You are right, it depends, whether you write C (from the standard) or a specific dialect from your vendor (everybody does in practice). In the latter case, you need to know about the rules of the compiler. But to allow optimization, these are often similar, so that the compiler assumes these have the behaviour of the implementation, that the compiler is tailored against.
> Cute username, BTW.
Thanks, I was to lazy to think of a real name, so this is the timestamp, I created the account.
The most common reason is to do optimizations such as replacing strlen("hello") with 5 or open-coding strlen (or, more commonly, memcpy or memcmp). If you're linking with a non-conformant strlen (or memcpy or whatever) the usual thing that happens is that you get standards-compliant behavior when the compiler optimizes away the call, but you get the non-conformant behavior you presumably wanted when the compiler compiles a call to your non-conformant function.
But the orthodox answer to such questions is that demons fly out of your nose.
It does. The meaning of certain functions are prescribed by the C standard and the compiler is allowed to expect them to have certain implementations. It can replace them with intrinsics or even remove them entirely. It is of course different for a freestanding implementation.
> I've added a pointless strlen(). It seems like no compiler is clever enough to remove it.
For that you could at least argue that if the libc's strlen is faster than strcmp, that improves performance if the programmer expects the function to be usually called with a short input.
That said, changing it to `if (strlen(s) == 5) return 0;` it still doesn't get optimized (https://godbolt.org/z/7feWWjhfo), even though the entire function is completely equivalent to just `return 0;`.
You've misrepresented the situation. Turn up the optimiser to `/O2` and MSVC returns 5 directly, too.
> This function returns 1 if s is "hello". 0 otherwise. I've added a pointless strlen(). It seems like no compiler is clever enough to remove it.
It's funny how sometimes operating at a higher level of abstraction allows the compiler to optimise the code better: https://godbolt.org/z/EYP5764Mv
In this, the string literal "hello" is lowered not merely into a static string, but a handful of integral immediates that are directly inline in the assembly, no label-dereferencing required, and the 'is equal to "hello"' test is cast as the result of some sign extends and a bitwise-xor.
Of course, one could argue that std::string_view::size() is statically available, but then my counter-argument is that C's zero-terminated strings are a massive pessimisation (which is why the compiler couldn't 'see' what we humans can), and should always be avoided.
`s[0] == 'h'` isn't sufficient to guarantee that `s[3]` can be access without a segfault, so the compiler is not allowed to perform this optimization.
If you use `&` instead of `&&` (so that all array elements are accessed unconditionally), the optimization will happen: https://godbolt.org/z/KjdT16Kfb
(also note you got the endianness wrong in your hand-optimized version)
> If you use `&` instead of `&&` (so that all array elements are accessed unconditionally), the optimization will happen
But then you're accessing four elements of a string that could have a strlen of less than 3. If the strlen is 1 then the short circuit case saves you because s[1] will be '\0' instead of 'e' and then you don't access elements past the end of the string. The "optimized" version is UB for short strings.
Yes, so that's why the compiler can't and doesn't emit the optimized version if you write the short circuited version - because it behaves differently for short strings.
This is fantastic, thanks! This is the approach I use in httpdito to detect the CRLFCRLF that terminates an HTTP/1.0 GET request, but I'm doing it in assembly.

> **Provided data**

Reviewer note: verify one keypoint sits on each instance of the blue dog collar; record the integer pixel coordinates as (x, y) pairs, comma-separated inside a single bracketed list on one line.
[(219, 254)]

> **Given instruction A**
In the compiler thread, which optimizer setting causes MSVC to return 5 directly?
> **Given instruction B**
List every C standard library function that the compiler thread mentions by name.
> **Given instruction C**
Carry the compiler thread forward from its last sentence.
The data is not needed for this work.

> **Final answer A**
/O2

> **Final answer B**
strlen, memcpy, memcmp, strcmp

> **Final answer C**
If you want to tell the compiler not to worry about the possible buffer overrun then you can try `int foo(char const s[static 4])`. Or use `&` instead of `&&` to ensure that there is no short-circuiting, e.g. `if ((s[0] == 'h') & (s[1] == 'e') & (s[2] == 'l') & (s[3] == 'l'))` Either way, this then compiles down to a single 32-bit comparison.
Interestingly, it is comparing against a different 32-bit value than `bar` does. I think this is because you accidentally got the order backwards in `bar`.
The code in `bar` is probably not a good idea on targets that don't like unaligned loads.
That's because the 1 instruction variant may read past the end of an array. Let's say s is a single null byte at 0x2000fff, for example (and that memory is only mapped through 0x2001000); the function as written is fine, but the optimized version may page fault.
Since the optimiser is allowed to assume you're not invoking UB, and strlen of null is UB, I don't believe that it would consider that case when optimising this function.
The notion that because it is undefined behavior means that the compiler is free to replace it with anything up to and including "launch nuclear missiles". This is just nuts.
If I program it to cause a null pointer seg fault, I expect a null pointer seg fault. If I program it to cause a twos complement overflow, I want a twos complement overflow.
Yeah, I feel the same way. It's refreshing to hear that that's not just because I'm insane. I think C compiler teams are sort of forced into this stupid shit because they don't have new CPU architectures to port to anymore, so, unless they want to go find new jobs, they're forced to waste their time and everyone else's by "improving" the compilers by increasing performance in riskier and riskier ways.
While we're nit-picking the title, what does the "real-time" part mean? How would it be different if it wasn't real-time?
Dictionary.com defines "real-time" like as, "the actual time during which a process or event occurs", eg "along with much of the country, he watched events unfolding in real time on TV". Or in the domain of Computing, "relating to a system in which input data is processed within milliseconds so that it is available virtually immediately as feedback to the process from which it is coming, e.g. a missile guidance system might have "real-time signal processing".
Neither definition work here. It seems like they took a sequence of pictures very quickly, and then, some time later, played them back at an enormously slowed-down rate.
The opposite of "real-time" in this context would be "sampling". It means that the capture represents the high-resolution time history of one particular event (one explosion) instead of fast and successively offset captures from as many events.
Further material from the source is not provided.